▸ Text passage
= = = =

# 91 Sentra 1.6 fuel economy high flow cat & muffler performance chip



## [email protected] (Dec 21, 2007)

Hello, i have a 91 Sentra 4 speed MANUAL. I am wanting to change out the muffler and the cat converter. i plan to change it from stock cat to either a fake cat or a high-flow cat. the high flow is cheaper, so i will probably get that and i want to use a high-flow muffler like a popular "can" muffler, with a silencer. I already changed out the stock air intake to a popular 3" round filter with a MAF adapter. I have a hole in the muffler, so i have to change that out, but i have NEVER installed a muffler before
*did anyone ever switch out the muffler or CAT, and do i need a welder?
*what is the best fuel economy out of a 91 sentra?
*does a performance chip from ebay help out with HP or Fuel economy?
*does anyone have the stock numbers from Nissan for the HP and fuel economy?

this is all i can find, which is NOT official the Nissan numbers:
Gas Mileage of 1991 Nissan Sentra


----------



## kizer24 (Mar 23, 2008)

= = = =

▸ Information supplied

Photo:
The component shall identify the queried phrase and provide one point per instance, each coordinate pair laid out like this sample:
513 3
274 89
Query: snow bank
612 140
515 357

= = = =

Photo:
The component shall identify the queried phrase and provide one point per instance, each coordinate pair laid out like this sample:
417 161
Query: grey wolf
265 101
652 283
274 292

= = = =

▸ Direction
Extend the forum thread about changing the muffler and catalytic converter on a 1991 Nissan Sentra, picking up right after its last line.

▸ Expected answer
First off welcome. If you are referring to one of the 20 dollar black boxes, then it is just a waste of money. As for the cat and muffler, you dont have to weld but it does a better job than the clamps and since the car is 14 years old the cat is prob pretty rusted and will be a PITA to get off. As for the gas mileage not sure what engine you have. The link you are looking at is for the sr20de. My car is the 1.6 and I had been able to get over 40 mpg.
Drove from Kansas City to Waco, TX with less than 2 tanks. Still had over a quarter tank left on the second tank.


----------



## [email protected] (Dec 21, 2007)

i have the 1.6 dual cam 4 speed MANUAL. It is geared really low, too low for normal driving, like the highway. I am not really sure how great my gas mileage is, BC i dont know the exact fuel capacity of the tank, and i dont want to risk running out of gas completely. I think i get about 320miles to a tank of gas.-this is when the needle is directly on "E". I know that the Honda Civic 1.5 is supposed to get something like 45 miles to the gallon. -and this is with the new fuel ratings posted by the government. and what i saw from the government was that the sentra gets like 30 or so, not so hot. 

****if u get 40 miles to a gallon, is yours a manual 4 or 5 speed, or an automatic? and is your Sentra stock, or just an air intake?
I plan to use a "sawzall" saw to take off the exhaust. and using the flexible exhaust at Advance Auto Parts for about $20 for 6 foot.


----------



## greenbean699 (Jan 18, 2004)

your tank holds 13.3 gallons


----------



## kizer24 (Mar 23, 2008)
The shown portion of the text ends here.